Provided passage >>
-- -- --
Casual brutality, sex, and disorder: the heroes of noir have never been terribly endearing to the heart, but the seven nihilistic souls of Richard Thomas’s Transubstantiate seem like they were born ruined, and are likely to die that way. The story draws heavily on all the beloved accouterments of the neo-noir tradition— fractured narratives; cynicism; disorientation; ruthless beatings— but the story branches out into other areas, exploring themes of mysticism and the unknowable, even broaching the peripheral terrors of Lovecraftian horror.
-- -- --
Assigned task 1 >>
Rewrite the part of the Transubstantiate review between "Casual brutality, sex, and" and "of Lovecraftian horror.", inclusive, putting "savage beatings" in place of "ruthless beatings".
Assigned task 2 >>
In the review of Transubstantiate, how many nihilistic souls does the story feature?
Assigned task 3 >>
Condense the review paragraph beginning "Casual brutality, sex, and disorder" into a bulleted list that keeps its main facts.
The records aren't needed for anything here.

Extracted data entries >>
-- -- --
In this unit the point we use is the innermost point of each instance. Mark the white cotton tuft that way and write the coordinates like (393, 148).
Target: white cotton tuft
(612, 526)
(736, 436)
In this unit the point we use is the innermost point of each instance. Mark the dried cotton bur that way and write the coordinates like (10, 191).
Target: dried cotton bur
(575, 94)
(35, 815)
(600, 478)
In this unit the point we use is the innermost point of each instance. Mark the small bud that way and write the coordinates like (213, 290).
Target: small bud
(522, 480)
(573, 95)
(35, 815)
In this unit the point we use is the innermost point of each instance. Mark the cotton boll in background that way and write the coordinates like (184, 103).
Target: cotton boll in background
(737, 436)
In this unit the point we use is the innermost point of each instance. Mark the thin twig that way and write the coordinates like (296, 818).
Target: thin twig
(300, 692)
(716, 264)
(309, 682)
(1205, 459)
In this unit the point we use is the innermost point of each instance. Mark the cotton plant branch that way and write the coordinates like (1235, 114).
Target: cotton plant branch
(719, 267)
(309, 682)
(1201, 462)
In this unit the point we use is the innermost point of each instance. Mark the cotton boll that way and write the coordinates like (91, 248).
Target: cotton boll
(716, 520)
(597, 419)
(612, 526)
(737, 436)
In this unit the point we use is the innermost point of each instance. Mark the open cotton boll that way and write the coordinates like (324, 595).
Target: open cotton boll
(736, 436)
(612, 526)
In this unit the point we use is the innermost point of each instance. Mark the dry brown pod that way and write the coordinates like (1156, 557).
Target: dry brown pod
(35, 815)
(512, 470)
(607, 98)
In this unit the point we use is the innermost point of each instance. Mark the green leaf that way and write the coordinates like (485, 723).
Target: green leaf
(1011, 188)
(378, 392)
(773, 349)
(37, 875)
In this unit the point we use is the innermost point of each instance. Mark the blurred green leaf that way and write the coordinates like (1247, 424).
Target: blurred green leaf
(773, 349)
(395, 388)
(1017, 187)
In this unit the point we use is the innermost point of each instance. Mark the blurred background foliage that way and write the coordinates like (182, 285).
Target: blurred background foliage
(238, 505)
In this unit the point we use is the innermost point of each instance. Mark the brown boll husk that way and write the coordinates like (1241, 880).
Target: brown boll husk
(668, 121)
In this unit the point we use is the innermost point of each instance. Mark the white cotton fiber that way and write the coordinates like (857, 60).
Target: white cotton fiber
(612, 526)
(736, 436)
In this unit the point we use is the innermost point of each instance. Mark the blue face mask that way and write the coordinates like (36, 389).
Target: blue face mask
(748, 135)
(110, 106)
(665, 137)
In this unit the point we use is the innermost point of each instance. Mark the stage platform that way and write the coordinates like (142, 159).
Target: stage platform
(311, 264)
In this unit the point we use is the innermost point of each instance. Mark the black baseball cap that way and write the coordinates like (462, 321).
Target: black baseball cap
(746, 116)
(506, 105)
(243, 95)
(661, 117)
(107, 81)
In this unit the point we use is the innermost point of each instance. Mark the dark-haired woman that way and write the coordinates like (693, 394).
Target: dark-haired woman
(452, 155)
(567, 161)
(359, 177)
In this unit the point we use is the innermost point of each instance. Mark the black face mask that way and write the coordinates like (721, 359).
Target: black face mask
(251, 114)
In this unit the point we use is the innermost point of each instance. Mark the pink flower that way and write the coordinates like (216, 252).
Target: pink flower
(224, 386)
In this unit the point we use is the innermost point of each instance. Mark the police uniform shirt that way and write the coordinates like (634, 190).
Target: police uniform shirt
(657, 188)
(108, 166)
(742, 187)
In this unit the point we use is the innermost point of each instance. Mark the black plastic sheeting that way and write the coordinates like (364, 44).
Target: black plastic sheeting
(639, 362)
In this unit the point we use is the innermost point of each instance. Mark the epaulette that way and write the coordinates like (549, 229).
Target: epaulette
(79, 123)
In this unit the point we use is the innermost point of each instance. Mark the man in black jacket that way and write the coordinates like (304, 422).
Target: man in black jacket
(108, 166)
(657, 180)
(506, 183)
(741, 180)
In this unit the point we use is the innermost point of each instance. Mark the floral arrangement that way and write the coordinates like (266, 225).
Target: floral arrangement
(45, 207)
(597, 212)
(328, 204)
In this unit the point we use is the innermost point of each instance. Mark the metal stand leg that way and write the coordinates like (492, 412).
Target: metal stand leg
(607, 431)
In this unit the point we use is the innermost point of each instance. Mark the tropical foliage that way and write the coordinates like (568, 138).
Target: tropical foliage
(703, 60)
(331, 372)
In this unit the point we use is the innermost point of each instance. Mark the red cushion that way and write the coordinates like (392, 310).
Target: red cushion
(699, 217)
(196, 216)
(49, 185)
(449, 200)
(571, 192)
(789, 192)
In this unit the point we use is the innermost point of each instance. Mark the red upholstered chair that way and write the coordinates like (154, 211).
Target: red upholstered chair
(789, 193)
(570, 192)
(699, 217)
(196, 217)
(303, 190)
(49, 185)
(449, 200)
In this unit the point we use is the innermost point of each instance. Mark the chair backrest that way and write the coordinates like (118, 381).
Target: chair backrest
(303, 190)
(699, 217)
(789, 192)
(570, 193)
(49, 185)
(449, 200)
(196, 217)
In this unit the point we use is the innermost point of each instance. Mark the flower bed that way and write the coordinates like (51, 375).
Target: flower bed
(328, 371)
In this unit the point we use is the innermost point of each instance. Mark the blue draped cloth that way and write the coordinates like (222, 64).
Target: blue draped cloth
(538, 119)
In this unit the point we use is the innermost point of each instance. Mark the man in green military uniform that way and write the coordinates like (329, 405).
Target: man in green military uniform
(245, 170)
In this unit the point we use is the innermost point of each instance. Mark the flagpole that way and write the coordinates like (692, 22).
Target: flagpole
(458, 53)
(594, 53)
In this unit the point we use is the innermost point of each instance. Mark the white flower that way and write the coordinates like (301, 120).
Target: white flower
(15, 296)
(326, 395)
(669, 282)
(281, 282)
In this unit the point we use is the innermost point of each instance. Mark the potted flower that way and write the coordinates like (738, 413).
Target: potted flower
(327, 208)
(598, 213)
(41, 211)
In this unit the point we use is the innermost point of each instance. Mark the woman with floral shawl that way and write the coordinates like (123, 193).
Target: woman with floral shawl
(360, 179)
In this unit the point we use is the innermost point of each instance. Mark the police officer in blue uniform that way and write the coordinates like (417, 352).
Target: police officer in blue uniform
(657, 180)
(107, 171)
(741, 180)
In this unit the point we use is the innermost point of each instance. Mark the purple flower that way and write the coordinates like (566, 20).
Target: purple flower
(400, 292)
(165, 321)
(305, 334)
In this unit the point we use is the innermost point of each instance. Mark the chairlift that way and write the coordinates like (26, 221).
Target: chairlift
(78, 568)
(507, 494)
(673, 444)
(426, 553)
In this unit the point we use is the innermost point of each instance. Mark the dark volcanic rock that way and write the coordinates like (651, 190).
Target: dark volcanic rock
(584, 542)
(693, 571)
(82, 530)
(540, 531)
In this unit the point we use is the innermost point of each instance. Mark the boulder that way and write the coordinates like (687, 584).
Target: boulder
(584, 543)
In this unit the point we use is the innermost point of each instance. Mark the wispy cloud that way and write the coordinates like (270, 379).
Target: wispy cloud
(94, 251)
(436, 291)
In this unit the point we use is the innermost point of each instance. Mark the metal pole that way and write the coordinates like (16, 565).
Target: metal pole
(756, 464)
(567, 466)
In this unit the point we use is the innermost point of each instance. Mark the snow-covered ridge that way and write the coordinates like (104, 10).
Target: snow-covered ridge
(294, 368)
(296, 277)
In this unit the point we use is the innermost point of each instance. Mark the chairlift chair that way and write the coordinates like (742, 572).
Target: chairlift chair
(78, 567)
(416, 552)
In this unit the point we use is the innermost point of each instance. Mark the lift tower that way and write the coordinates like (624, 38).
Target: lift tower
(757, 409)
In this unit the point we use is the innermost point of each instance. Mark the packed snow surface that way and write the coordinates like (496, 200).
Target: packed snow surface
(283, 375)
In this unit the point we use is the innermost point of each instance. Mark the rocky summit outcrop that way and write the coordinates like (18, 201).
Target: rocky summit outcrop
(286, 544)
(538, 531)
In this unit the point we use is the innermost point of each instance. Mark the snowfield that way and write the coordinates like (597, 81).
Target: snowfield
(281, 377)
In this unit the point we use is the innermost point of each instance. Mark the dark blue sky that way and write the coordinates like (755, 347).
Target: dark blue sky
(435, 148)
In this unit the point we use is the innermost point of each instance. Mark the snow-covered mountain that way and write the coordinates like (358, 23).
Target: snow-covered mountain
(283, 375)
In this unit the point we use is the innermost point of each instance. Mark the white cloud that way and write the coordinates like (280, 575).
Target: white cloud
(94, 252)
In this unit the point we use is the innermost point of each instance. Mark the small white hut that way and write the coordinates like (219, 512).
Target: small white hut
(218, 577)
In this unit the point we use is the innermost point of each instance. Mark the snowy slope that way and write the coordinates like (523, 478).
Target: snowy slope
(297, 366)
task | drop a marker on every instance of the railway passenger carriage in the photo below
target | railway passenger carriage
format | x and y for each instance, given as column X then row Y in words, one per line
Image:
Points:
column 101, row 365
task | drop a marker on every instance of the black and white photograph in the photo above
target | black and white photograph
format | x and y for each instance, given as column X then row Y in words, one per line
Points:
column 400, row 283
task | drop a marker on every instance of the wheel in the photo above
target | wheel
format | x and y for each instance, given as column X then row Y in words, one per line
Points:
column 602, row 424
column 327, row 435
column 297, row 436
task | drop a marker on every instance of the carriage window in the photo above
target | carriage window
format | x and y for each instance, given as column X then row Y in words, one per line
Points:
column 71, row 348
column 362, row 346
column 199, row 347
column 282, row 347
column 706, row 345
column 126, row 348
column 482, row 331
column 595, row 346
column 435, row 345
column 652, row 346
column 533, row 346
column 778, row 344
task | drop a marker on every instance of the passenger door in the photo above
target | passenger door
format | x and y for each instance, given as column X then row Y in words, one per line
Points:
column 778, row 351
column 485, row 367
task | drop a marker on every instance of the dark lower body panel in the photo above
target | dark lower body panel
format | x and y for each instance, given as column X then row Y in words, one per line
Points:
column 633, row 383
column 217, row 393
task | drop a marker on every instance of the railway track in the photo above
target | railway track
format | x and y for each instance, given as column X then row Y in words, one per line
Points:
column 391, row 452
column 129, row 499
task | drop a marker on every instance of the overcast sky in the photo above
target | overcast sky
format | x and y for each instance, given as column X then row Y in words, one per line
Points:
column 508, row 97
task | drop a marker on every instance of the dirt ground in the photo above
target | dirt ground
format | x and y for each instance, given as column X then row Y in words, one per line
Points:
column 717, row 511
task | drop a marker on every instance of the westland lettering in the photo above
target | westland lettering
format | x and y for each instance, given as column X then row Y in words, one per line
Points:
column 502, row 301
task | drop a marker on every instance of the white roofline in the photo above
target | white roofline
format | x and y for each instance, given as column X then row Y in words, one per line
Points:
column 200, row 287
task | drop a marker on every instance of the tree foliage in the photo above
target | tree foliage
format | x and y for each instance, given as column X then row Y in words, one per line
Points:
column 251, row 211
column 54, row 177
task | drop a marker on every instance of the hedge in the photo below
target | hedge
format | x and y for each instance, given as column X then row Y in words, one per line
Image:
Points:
-- -- --
Answer 1 >>
Casual brutality, sex, and disorder: the heroes of noir have never been terribly endearing to the heart, but the seven nihilistic souls of Richard Thomas’s Transubstantiate seem like they were born ruined, and are likely to die that way. The story draws heavily on all the beloved accouterments of the neo-noir tradition— fractured narratives; cynicism; disorientation; savage beatings— but the story branches out into other areas, exploring themes of mysticism and the unknowable, even broaching the peripheral terrors of Lovecraftian horror.

Answer 2 >>
Seven.

Answer 3 >>
- Richard Thomas's Transubstantiate follows seven nihilistic souls who seem born ruined and likely to die that way.
- It draws on neo-noir staples: fractured narratives, cynicism, disorientation and ruthless beatings.
- It also explores mysticism and the unknowable, touching on the peripheral terrors of Lovecraftian horror.